- Selected excerpt:
■ ■ ■ ■ ■ ■ ■

By extending the complexity formulation from [23], we can obtain the complexity^{Footnote 5} of Phase 2 as $\mathcal {O}((F\times \sum _{i=1}^{N}\frac {I_{i}}{K_{i}}+F^{2})\times \mathcal {T} \times H\times \left | \mathcal {D}\right |) $ where $\mathcal {T}$ is the number of refinement iterations, H = (100 − L)% is the ratio of high impact sub-tensors maintained, $\left | \mathcal {D}\right |$ is the number of sub-tensors that have direct impact on updated sub-tensors, I_i is the dimensionality of the tensor along mode i, and K_i is the number of partitions along that mode.

7.4.2 Evaluation

In this section, we report sample results that aim to assess the effectiveness of the proposed BICP approach in helping eliminate redundant refinements

7.4.2.1 Setup

Data Sets

In these experiments, we used three data sets: Epinions [29], Ciao [29], and Enron [24]. The first two of these are comparable in terms of their sizes and semantics: they are both 5000 × 5000 × 27 tensors, with schema 〈user, item, category〉, and densities 1.089 × 10⁻⁶ and 1.06 × 10⁻⁶, respectively. The Enron email data set, on the other hand, has dimensions 5632 × 184 × 184, density 1.8 × 10⁻⁴, and schema 〈time, from, to〉.

Data Updates

We divided the tensor into 64 blocks (using 4 × 4 × 4 partitioning) and applied all the updates to four of these blocks; Once the blocks are selected, we randomly pick a slice on the block and update 10% of the fibers on this slice.

Alternative Strategies

We consider the following strategies to maintain the tensor decomposition: Firstly, we apply the basic two-phase block-centric decomposition strategy, i.e., we decompose all sub-tensors with CPALS in Phase 1 and we apply iterative refinement using all sub-tensors in Phase 2 (in the charts, we refer to this non-incremental decomposition approach as ORI). For Phase 1, we use a version of STA where we update fibers that are update-critical, i.e., with highest energy among all the affected fibers. For Phase 2, again, we have several alternatives: (a) applying Phase 2 without any impact score-based optimization (P2N), (b) ignoring L% of sub-tensors with the lowest impact scores (P2I), (c) reducing the decomposition rank of sub-tensors (P2Ra and P2Ri), or (d) using probabilistic refinements for sub-tensors with low impact scores (P2P). In these experiments, we choose L = 50% and, for P2P, we set the update probability to p = 0.1. In addition to the block-based BCIP and its optimizations, we also considered, as an efficient alternative, application of the incremental factor tracking process to the whole tensor as in STA [27]—in the charts, we refer to this alternative approach as Whole.

■ ■ ■ ■ ■ ■ ■

- Exercises:
#1 Answer these from the tensor decomposition excerpt:
(a) What are the dimensions of the Enron data set?
(b) Into how many blocks was the tensor divided for the data updates?
(c) What update probability was set for P2P?
#2 List every abbreviation the tensor decomposition excerpt gives for a Phase 2 alternative, each with what it stands for.
The rows aren't needed for these tasks.

- Dataset content:
■ ■ ■ ■ ■ ■ ■

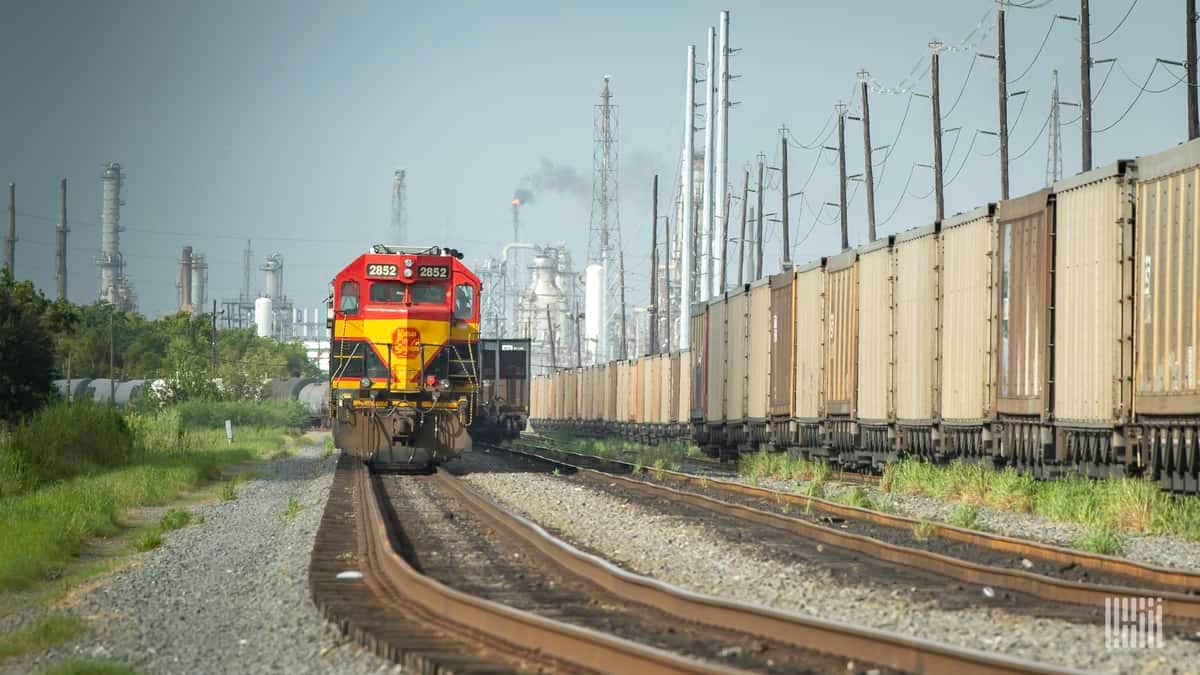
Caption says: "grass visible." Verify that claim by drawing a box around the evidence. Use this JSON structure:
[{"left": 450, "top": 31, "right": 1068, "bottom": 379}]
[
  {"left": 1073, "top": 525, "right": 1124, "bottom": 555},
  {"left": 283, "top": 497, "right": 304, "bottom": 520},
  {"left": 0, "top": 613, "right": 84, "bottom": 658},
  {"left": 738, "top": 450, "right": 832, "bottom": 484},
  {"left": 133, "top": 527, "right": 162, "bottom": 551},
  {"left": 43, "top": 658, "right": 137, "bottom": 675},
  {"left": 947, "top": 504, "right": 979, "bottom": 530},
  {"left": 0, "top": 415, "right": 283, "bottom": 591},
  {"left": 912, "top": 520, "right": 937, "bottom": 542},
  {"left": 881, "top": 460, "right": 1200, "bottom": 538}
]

■ ■ ■ ■ ■ ■ ■

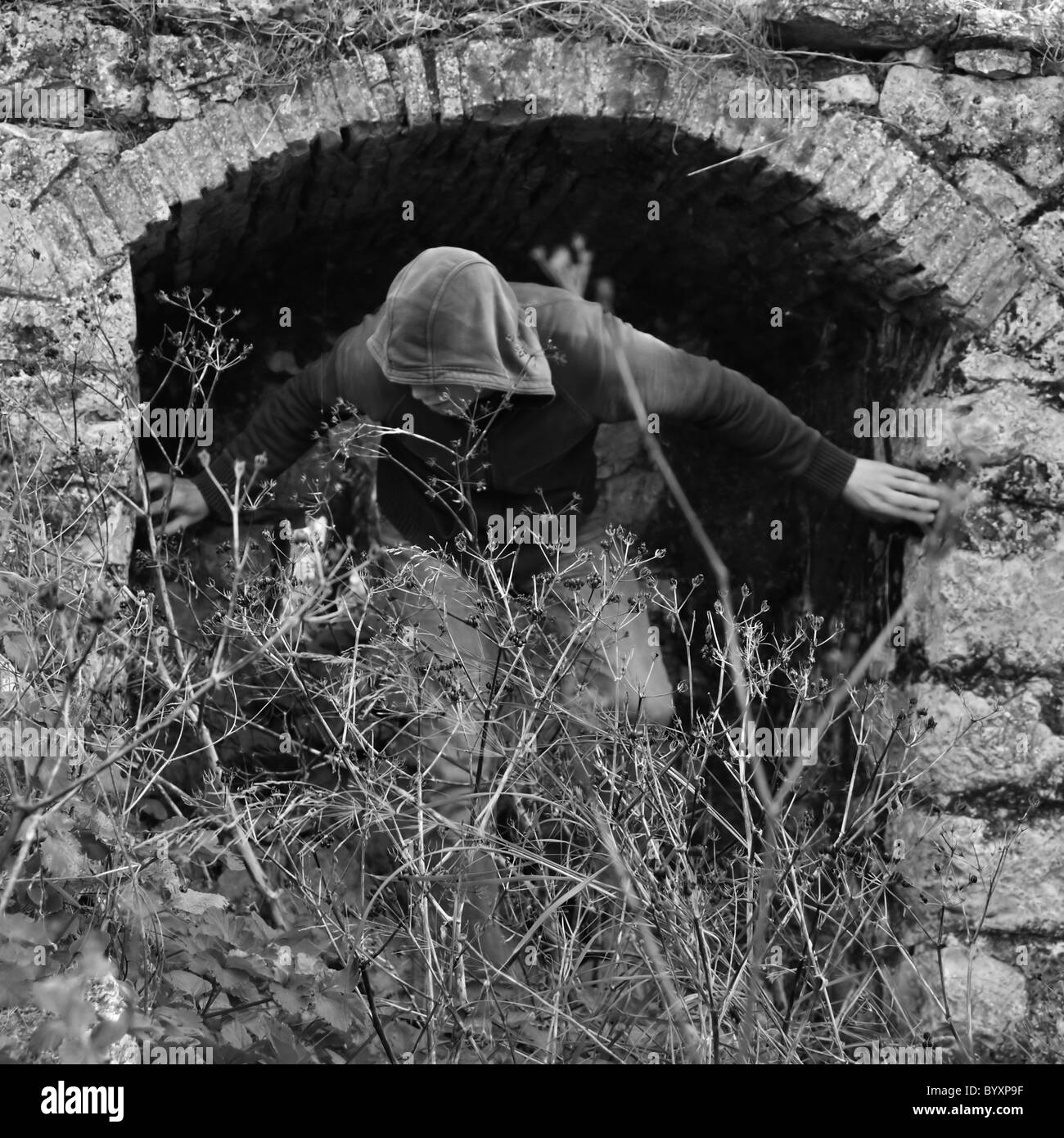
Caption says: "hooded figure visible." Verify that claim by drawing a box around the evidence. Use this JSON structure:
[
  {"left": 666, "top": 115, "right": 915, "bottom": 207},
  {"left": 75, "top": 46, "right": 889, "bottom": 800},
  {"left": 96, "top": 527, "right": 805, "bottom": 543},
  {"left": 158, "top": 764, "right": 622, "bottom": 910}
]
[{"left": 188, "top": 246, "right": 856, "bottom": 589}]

■ ■ ■ ■ ■ ■ ■

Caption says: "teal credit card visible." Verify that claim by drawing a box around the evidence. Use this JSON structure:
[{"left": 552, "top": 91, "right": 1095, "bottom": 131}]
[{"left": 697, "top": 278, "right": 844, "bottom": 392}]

■ ■ ■ ■ ■ ■ ■

- Answers to the problems:
#1
(a) 5632 × 184 × 184
(b) 64 blocks
(c) p = 0.1

#2
- P2N: applying Phase 2 without any impact score-based optimization
- P2I: ignoring L% of sub-tensors with the lowest impact scores
- P2Ra: reducing the decomposition rank of sub-tensors
- P2Ri: reducing the decomposition rank of sub-tensors
- P2P: using probabilistic refinements for sub-tensors with low impact scores